Ailton Alves Lacerda Krenak nasceu em Itabirinha de Mantena/MG no dia 29 de setembro de 1953. Os Krenak viviam em regiões onde hoje se delimitam os estados de Minas Gerais, Espírito Santo e Bahia. Mediante concessões ilegais de terras para madeireiros, garimpeiros e construtoras, a ditadura reforçou o massacre indígena que ocorre desde tempos coloniais. A intervenção do Estado nas terras indígenas forçou diversos fluxos migratórios de povos que, segundo Ailton, buscam até hoje voltar de corpo e alma para o lar.

Transcrição: 

Eu me lembro que foi a primeira vez na minha vida que senti cheiro de diesel. Eu estranhava pra caramba, achava muito ruim o cheiro de graxa, porque o diesel era o combustível que os caminhões grandões, que entravam pra tirar nossa mata, usavam. E aquilo era assim, aquele calor, aquela poeira danada, aqueles caminhões passando levando a mata embora. E eu não tinha uma percepção de meio ambiente, desses trem mais complexos, mas sabia que esses caras tavam roubando alguma coisa impagável, tirando da gente alguma coisa de valor inestimável. Hoje eu sei que eles tavam acabando com o meio ambiente, com as nossas nascentes, as nossas águas, com os pássaros, com os nossos bichos que eu amo. Mas na minha inocência, o que eu sentia é que aqueles caras eram desagradáveis, que fediam diesel e graxa, e aqueles caminhões eram barulhentos.

Então com essa ocupação por empreendedores, madeireiras, serrarias, colonos, criadores de gado, fazendas, nós saímos meio expulsos dessa região. Foi quando a gente fez a nossa primeira migração. Tinha uma insegurança que os meninos sentiam. À noite, quando a gente ia dormir, o carro parando na beira da cidade e as pessoas da cidade olhando a gente, policial fazendo pergunta: “Cadê os documentos?” Os adultos tinham saído, as crianças tinham ficado só com as mulheres. A gente ficava com medo, a gente não sabia se a gente ia ter comida, se a gente ia dormir direito. No outro dia de manhã cedo era continuar a andar de novo.

E essa peregrinação pra arrumar casa pra morar demorou muito tempo, tempo suficiente pras nossas mães ficarem chorando, querendo ir embora, querendo voltar. Os homens ficavam tristes também, não sabiam o que fazer. Ficavam tentando arrumar alguma coisa pra fazer, algum trabalho pra ganhar dinheiro pra comprar comida. As pessoas que eram donas das casas não queriam arrumar casa pra gente morar. 

Meu pai e meus tios tiveram que arrumar um lugar e arrumar madeira e fazer construção de madeira, casas de madeira pra nós ficarmos morando. Isso que eles chamam de barracos, mas pra nós era a nossa casa, não eram barracos. E quando a gente começou a ver que eles chamavam aqueles lugares de barracos, a gente ficou ofendido. E eu comecei a perceber também, como é que as pessoas eram diferentes aqui, tinha gente que vivia em barracos, tinha gente que vivia em casas, tinha gente que vivia em prédio, tinha gente que tinha carro, tinha gente que tinha dinheiro, tinha gente que não tinha. Desde aquele momento, eu prometi no meu coração que a minha missão era pegar meus parentes e levar de volta um dia, mesmo que isso demorasse a minha vida inteira. Eu acho que nos últimos quarenta anos a minha vida foi isso, levar minha família de volta pra casa.

Linhas de dados:
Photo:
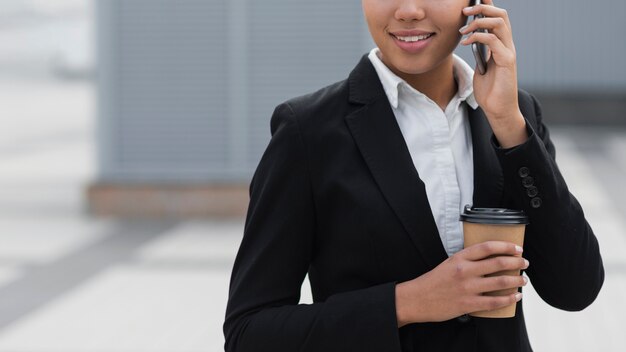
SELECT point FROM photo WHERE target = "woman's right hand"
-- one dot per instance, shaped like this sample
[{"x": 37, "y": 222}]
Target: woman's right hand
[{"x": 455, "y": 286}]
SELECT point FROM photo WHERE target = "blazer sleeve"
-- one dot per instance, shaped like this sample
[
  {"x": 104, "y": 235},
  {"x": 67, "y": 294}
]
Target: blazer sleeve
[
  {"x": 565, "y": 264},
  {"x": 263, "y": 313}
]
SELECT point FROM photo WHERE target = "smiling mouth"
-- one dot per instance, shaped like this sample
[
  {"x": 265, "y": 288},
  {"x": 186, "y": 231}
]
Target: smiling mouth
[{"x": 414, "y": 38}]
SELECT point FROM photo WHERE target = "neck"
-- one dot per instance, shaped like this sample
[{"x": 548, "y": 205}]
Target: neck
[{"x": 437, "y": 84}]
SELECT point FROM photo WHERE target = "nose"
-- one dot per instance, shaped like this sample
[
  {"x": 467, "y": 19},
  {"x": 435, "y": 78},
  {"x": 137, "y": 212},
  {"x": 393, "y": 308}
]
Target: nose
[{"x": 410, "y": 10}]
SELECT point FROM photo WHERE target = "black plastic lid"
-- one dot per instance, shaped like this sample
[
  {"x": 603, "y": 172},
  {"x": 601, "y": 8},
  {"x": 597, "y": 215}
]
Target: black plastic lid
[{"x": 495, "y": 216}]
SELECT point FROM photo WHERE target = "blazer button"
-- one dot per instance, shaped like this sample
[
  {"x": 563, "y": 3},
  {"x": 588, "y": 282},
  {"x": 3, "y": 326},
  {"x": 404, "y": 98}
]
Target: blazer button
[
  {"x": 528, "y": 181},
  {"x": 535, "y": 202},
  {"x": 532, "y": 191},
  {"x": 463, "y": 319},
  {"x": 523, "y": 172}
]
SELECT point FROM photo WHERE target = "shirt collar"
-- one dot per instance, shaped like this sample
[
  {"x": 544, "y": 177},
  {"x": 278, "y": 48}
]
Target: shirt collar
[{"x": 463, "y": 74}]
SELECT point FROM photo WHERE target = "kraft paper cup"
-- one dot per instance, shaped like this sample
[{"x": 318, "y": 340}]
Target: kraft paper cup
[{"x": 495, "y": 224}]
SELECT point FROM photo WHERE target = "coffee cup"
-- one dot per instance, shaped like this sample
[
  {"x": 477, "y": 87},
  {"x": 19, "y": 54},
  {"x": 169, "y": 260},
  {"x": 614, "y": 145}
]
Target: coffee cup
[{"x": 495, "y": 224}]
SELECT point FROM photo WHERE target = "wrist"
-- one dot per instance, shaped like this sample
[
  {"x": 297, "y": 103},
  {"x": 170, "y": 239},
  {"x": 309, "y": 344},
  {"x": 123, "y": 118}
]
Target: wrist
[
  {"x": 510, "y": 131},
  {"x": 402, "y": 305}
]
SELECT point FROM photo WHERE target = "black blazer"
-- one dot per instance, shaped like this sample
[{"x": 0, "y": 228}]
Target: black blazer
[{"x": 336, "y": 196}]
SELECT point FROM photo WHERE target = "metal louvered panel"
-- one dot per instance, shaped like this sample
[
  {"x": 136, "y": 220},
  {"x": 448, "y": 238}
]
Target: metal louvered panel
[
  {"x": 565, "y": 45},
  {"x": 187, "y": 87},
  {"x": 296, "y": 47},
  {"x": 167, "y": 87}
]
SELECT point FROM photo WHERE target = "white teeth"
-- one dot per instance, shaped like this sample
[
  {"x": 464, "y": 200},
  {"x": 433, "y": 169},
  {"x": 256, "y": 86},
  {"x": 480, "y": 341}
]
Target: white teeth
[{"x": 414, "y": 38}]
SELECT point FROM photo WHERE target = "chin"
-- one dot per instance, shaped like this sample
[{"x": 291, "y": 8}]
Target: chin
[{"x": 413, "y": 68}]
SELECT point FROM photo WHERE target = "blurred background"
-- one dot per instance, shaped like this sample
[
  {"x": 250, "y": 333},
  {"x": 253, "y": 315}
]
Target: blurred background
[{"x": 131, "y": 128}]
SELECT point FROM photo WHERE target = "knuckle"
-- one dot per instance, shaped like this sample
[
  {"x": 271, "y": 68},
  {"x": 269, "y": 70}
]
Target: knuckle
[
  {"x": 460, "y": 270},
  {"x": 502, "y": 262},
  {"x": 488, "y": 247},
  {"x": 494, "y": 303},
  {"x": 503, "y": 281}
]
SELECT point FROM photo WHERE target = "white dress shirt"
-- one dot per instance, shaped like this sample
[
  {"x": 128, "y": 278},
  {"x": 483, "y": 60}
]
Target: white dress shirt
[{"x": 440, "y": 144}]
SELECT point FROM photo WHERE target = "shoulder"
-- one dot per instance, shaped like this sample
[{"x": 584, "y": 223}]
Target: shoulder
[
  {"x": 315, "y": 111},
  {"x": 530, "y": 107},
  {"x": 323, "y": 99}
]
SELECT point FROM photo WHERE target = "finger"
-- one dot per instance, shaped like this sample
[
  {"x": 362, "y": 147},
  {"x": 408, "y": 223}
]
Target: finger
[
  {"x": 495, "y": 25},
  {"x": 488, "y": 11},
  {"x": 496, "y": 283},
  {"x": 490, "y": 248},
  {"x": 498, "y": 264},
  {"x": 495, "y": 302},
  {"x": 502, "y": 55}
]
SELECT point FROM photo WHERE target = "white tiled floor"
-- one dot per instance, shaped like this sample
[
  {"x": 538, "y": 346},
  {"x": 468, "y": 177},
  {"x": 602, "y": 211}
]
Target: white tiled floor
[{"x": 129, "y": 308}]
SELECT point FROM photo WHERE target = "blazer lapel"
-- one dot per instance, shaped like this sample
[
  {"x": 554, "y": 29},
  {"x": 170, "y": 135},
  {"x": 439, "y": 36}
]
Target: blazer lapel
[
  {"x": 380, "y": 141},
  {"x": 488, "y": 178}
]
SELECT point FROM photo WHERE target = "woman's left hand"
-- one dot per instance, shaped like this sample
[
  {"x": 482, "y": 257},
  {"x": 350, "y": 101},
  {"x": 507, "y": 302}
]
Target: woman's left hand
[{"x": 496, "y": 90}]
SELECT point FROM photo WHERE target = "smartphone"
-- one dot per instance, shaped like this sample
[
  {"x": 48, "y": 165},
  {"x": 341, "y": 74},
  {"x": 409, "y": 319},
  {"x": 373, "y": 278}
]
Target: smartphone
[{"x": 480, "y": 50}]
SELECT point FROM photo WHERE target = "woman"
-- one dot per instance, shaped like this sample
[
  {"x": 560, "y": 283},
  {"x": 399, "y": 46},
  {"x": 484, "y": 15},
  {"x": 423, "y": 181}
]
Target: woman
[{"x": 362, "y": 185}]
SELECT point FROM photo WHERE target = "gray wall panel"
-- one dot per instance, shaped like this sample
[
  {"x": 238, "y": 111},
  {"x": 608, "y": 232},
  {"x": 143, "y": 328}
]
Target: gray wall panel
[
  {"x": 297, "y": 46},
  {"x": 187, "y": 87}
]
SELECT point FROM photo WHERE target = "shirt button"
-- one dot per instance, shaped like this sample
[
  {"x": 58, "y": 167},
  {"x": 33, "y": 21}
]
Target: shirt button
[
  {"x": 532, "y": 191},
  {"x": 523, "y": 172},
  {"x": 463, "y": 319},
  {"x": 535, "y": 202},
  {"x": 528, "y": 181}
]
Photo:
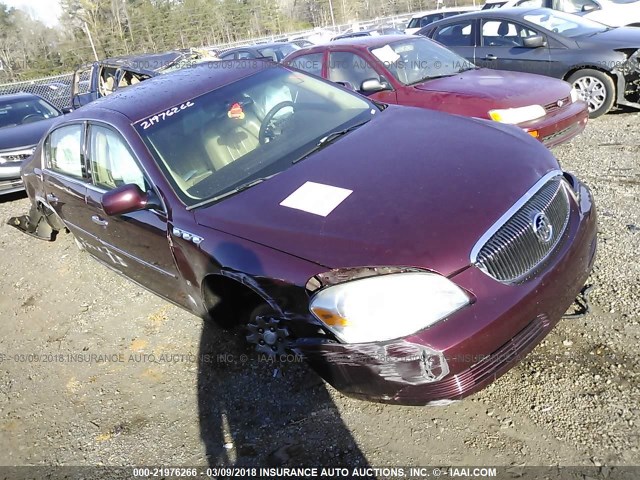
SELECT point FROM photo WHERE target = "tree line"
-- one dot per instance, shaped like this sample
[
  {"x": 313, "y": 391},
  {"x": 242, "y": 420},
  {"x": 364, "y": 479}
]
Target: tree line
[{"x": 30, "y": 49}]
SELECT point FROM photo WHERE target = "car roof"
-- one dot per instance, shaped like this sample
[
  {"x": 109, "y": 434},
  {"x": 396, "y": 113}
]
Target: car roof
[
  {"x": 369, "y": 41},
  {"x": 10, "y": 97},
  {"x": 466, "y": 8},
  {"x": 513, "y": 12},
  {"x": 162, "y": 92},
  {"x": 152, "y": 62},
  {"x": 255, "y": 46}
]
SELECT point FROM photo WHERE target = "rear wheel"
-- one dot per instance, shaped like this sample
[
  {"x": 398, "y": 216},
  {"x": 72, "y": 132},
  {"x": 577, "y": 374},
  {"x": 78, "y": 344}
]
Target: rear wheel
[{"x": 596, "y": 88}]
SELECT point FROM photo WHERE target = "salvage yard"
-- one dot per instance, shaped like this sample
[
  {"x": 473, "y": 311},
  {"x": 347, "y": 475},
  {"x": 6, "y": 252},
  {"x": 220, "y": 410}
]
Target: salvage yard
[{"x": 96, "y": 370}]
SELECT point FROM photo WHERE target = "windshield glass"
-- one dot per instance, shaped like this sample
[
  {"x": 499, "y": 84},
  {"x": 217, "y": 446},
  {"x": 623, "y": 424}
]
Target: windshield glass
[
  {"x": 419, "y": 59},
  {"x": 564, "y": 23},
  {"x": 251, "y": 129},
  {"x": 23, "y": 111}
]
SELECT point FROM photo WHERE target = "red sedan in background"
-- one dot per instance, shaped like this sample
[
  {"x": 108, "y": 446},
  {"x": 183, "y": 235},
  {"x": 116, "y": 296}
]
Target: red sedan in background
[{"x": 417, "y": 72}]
* * *
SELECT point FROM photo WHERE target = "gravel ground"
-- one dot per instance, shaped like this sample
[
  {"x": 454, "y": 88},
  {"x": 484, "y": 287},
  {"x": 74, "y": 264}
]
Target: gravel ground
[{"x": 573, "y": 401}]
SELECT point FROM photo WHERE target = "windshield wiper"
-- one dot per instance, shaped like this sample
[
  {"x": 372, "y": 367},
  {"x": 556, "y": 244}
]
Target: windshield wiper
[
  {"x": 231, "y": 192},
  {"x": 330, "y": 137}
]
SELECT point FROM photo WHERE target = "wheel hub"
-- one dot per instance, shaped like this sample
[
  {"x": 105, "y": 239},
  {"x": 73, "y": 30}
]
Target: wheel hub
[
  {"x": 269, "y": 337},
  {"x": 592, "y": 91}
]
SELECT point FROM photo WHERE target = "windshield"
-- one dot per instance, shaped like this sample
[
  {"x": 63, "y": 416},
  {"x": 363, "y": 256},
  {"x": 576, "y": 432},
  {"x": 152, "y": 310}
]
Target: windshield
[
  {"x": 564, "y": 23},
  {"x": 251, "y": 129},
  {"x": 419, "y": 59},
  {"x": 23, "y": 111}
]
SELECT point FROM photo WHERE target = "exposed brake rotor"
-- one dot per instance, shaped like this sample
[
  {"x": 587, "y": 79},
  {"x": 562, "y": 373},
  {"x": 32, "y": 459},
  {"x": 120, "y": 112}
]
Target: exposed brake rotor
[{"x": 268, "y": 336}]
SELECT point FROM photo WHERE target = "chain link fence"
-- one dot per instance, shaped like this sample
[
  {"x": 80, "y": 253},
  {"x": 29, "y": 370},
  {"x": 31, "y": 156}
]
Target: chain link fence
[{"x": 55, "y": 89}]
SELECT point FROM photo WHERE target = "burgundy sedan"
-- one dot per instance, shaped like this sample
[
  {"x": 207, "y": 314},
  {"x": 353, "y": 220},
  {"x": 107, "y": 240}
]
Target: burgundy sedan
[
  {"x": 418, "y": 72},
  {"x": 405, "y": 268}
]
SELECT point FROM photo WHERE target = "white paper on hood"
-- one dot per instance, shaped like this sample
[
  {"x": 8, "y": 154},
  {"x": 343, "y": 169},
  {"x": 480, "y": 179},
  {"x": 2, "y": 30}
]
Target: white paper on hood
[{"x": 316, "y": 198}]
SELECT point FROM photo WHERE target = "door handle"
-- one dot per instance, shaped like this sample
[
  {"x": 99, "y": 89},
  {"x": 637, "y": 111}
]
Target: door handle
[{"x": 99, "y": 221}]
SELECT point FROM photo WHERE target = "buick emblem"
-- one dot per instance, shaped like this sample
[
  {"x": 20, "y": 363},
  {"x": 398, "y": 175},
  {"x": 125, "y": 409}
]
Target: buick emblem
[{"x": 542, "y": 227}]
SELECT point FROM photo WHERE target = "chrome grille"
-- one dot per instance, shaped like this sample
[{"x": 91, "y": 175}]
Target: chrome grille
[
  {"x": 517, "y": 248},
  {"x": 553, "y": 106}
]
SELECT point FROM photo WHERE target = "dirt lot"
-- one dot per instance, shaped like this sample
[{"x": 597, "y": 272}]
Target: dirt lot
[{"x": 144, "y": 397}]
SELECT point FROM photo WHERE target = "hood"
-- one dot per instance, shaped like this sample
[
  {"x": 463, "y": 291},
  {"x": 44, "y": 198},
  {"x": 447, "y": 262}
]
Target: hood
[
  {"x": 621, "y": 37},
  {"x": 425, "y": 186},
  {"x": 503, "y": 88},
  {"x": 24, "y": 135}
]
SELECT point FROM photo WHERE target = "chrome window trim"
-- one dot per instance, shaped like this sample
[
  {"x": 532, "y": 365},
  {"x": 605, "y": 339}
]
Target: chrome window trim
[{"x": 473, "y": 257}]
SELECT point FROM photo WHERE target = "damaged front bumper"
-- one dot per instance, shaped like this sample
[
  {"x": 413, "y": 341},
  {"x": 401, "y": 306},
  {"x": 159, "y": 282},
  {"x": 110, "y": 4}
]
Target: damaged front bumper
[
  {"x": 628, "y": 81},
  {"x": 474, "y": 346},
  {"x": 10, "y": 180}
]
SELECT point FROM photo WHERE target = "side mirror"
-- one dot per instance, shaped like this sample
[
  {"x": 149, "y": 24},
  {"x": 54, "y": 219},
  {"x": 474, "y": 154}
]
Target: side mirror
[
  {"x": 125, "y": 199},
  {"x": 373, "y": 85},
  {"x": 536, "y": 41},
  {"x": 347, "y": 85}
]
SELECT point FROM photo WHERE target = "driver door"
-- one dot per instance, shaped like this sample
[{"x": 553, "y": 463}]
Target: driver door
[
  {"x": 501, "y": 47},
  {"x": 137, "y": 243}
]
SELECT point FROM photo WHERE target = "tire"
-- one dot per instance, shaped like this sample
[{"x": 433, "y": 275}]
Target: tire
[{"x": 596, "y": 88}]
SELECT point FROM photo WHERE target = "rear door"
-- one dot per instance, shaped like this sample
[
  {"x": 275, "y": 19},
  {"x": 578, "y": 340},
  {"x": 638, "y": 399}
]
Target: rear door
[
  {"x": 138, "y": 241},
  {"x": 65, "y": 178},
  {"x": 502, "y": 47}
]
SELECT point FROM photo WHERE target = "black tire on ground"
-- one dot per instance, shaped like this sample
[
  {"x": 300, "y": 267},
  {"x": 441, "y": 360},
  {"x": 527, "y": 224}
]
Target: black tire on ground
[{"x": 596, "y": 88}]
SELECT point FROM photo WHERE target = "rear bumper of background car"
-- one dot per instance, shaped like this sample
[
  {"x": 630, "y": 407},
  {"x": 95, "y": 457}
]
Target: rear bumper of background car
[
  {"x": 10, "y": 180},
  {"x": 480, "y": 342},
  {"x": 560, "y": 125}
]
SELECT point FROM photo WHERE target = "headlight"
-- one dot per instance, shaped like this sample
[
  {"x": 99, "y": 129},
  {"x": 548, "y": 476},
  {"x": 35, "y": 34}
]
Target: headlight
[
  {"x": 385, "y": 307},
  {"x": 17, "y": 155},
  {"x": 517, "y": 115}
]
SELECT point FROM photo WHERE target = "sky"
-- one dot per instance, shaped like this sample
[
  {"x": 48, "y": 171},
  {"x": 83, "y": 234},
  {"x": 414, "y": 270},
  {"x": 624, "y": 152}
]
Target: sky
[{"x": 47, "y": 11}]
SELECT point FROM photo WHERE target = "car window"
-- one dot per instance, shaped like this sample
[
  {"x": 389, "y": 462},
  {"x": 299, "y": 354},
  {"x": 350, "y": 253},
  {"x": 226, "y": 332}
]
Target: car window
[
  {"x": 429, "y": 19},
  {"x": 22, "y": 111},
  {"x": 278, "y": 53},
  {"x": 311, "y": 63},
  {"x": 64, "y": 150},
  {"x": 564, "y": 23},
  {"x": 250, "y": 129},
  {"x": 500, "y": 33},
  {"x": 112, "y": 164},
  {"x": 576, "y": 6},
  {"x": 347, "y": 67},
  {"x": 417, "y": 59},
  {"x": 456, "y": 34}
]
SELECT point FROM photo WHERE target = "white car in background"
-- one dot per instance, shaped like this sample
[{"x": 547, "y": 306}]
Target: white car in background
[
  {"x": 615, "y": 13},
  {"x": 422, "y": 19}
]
==
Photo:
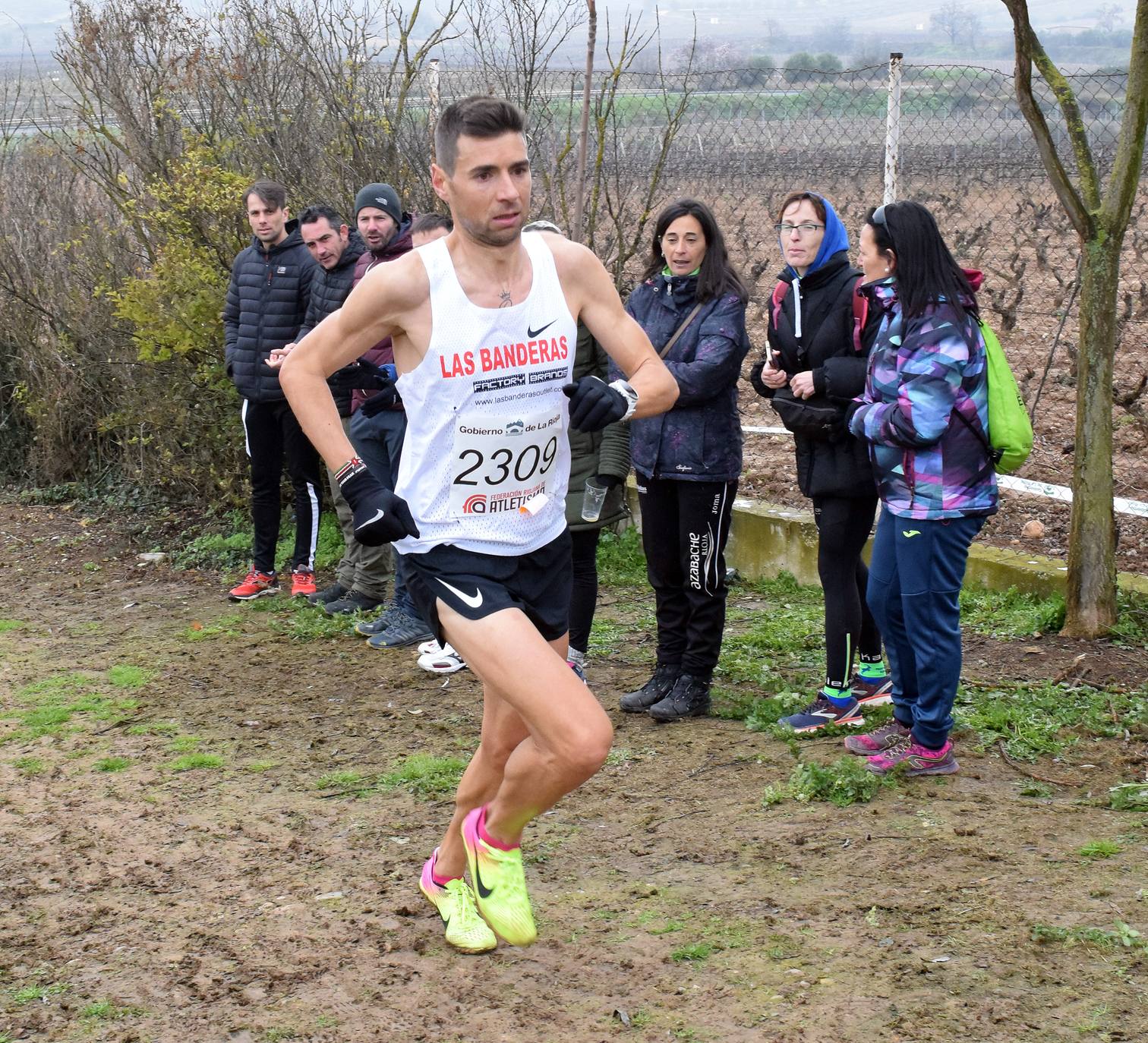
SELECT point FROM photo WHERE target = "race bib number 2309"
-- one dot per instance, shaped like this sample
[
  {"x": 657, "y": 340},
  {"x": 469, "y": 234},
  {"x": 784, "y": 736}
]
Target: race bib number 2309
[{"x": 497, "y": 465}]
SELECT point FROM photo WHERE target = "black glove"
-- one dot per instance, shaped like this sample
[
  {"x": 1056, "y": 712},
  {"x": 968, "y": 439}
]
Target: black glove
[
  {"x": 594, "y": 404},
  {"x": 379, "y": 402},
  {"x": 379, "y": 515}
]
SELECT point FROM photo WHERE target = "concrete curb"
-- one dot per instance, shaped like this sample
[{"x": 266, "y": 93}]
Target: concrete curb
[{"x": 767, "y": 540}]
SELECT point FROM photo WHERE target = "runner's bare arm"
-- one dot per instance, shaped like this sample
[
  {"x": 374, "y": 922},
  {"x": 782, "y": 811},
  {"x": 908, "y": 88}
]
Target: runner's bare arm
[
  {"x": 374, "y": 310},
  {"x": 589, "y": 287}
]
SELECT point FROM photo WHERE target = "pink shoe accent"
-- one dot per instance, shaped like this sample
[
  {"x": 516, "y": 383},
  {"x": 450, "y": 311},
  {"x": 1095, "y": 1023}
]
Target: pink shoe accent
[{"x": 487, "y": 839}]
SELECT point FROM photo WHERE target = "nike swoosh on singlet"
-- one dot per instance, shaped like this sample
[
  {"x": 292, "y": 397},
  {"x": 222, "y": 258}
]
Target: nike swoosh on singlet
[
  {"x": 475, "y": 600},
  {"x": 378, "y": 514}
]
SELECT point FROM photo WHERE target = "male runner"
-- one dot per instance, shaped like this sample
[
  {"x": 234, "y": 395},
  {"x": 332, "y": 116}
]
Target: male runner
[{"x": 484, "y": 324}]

Instruções:
1. Segundo o trecho, em que cidade e em que data nasceu Ailton Alves Lacerda Krenak?
2. Selecione cada linha das entradas em que aparece a palavra "bare".
O trecho e as entradas não têm nenhuma relação entre si.

Respostas dos exercícios:
1. Em Itabirinha de Mantena/MG, no dia 29 de setembro de 1953.

2.
SELECT point FROM photo WHERE target = "runner's bare arm"
Target: runner's bare arm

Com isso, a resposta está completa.